### [WORK TO BE COMPLETED]
Reproduce the records below verbatim, beginning with the line that contains "The task: localize any mound" and continuing through the end of the records. Leave the pictures out of your copy.

### [DATA EXCERPTS]
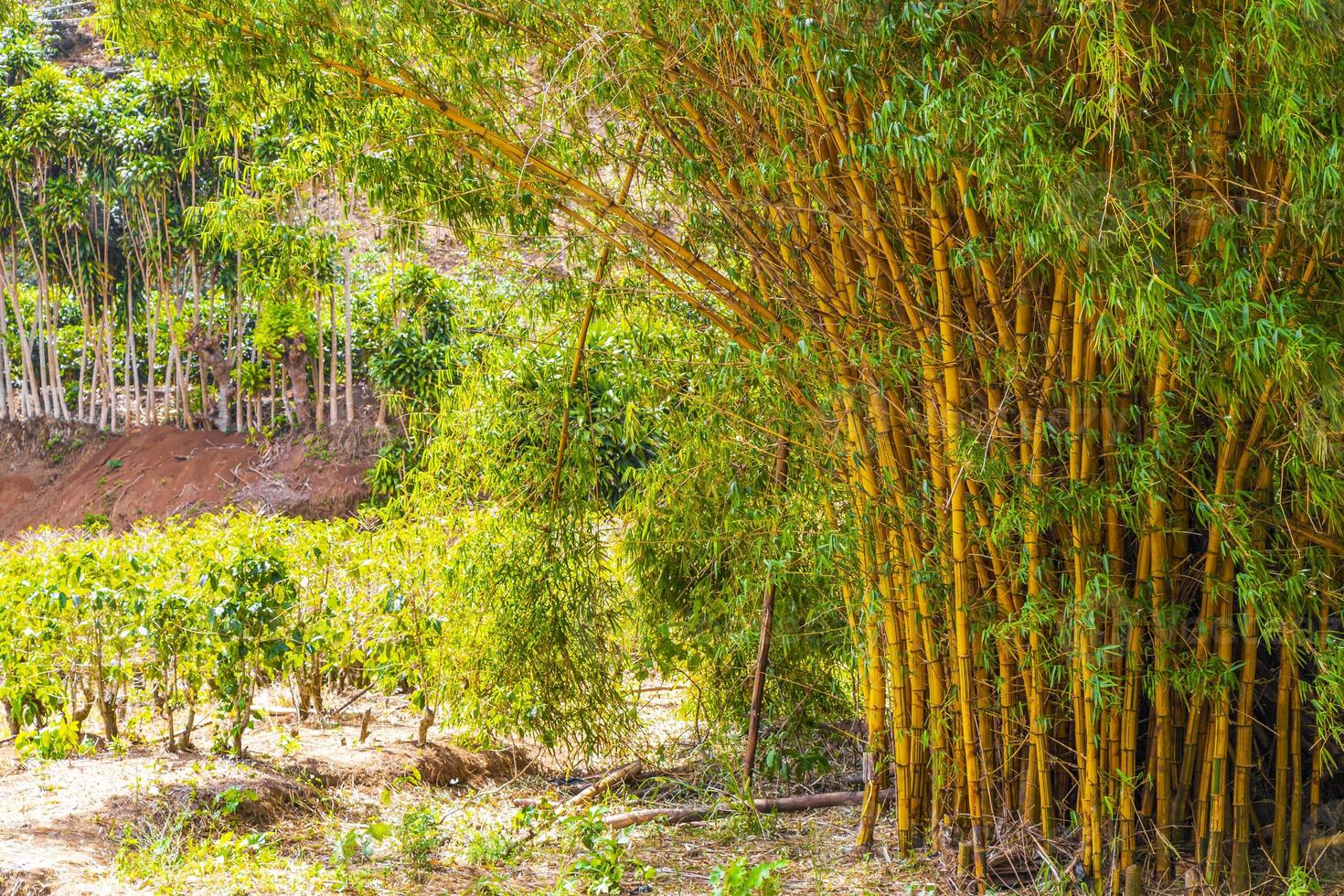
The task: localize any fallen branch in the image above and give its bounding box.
[504,759,643,856]
[603,787,896,830]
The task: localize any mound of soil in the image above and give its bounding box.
[286,741,538,788]
[0,424,374,539]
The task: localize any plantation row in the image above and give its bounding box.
[0,515,625,758]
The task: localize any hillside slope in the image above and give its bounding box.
[0,424,374,539]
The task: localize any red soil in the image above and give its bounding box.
[0,426,372,539]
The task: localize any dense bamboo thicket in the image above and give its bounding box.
[94,0,1344,892]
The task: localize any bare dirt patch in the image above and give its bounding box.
[0,423,374,539]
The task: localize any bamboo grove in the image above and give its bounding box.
[68,0,1344,892]
[0,15,376,430]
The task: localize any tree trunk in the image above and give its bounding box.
[281,336,314,430]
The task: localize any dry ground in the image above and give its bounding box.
[0,687,1344,896]
[0,682,942,896]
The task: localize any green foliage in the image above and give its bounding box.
[709,856,789,896]
[560,808,656,893]
[252,301,317,358]
[202,546,298,753]
[397,806,443,870]
[332,821,395,862]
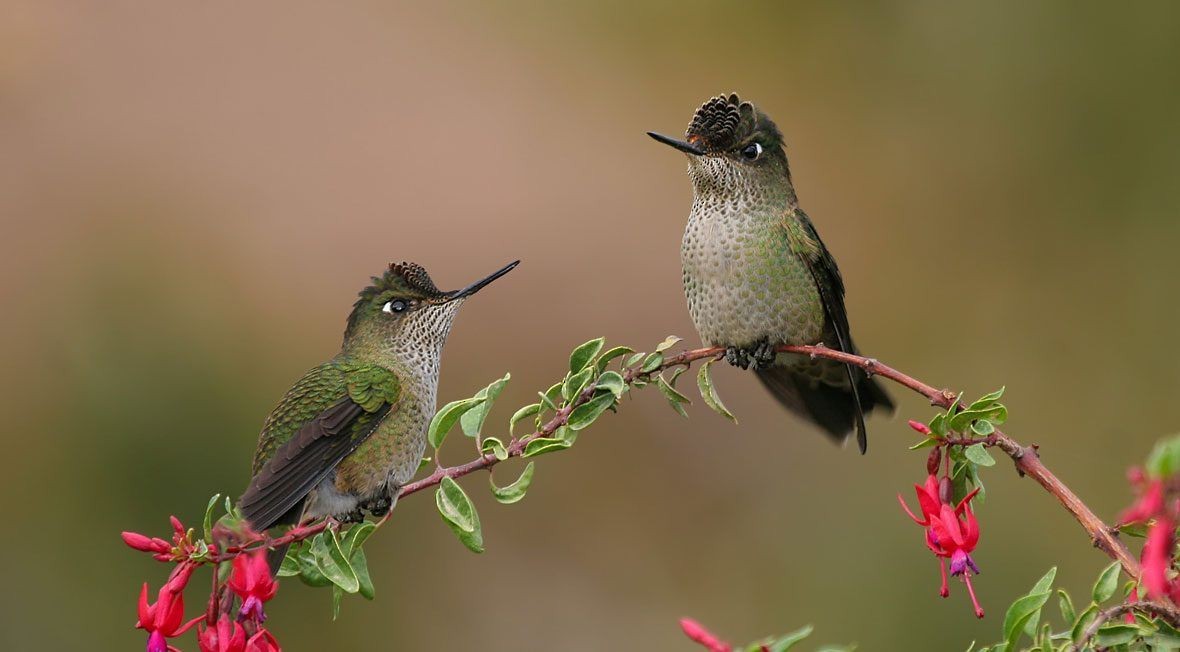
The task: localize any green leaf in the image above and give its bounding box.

### [TASK SOLUTION]
The task: localize any mound of soil in the image above and give its bounding box.
[286,741,538,788]
[0,424,374,539]
The task: localize any plantation row in the image above and give its bounding box.
[0,515,625,758]
The task: localize any hillside slope in the image above and give its bounding box.
[0,424,374,539]
The task: localize any red soil in the image above and give its bounding box.
[0,426,372,539]
The task: localize any dense bamboo thicket in the image above and give its bounding box.
[94,0,1344,892]
The task: localize any bare dirt patch in the image above and give its bounding box.
[0,423,374,539]
The task: localize any bamboo grove in the image above and give its bounding box.
[68,0,1344,892]
[0,15,376,430]
The task: localize any tree trunk in the image above and give its bounding box.
[281,336,314,430]
The task: localize any dry ground in the image above and give its bounding box.
[0,687,1344,896]
[0,682,942,896]
The task: localize any green foliage in the image above and give its bounding box.
[709,856,789,896]
[560,808,656,893]
[252,301,317,358]
[202,546,298,753]
[397,806,443,870]
[332,821,395,862]
The task: localize any green leaf in the image above and give its bounding box.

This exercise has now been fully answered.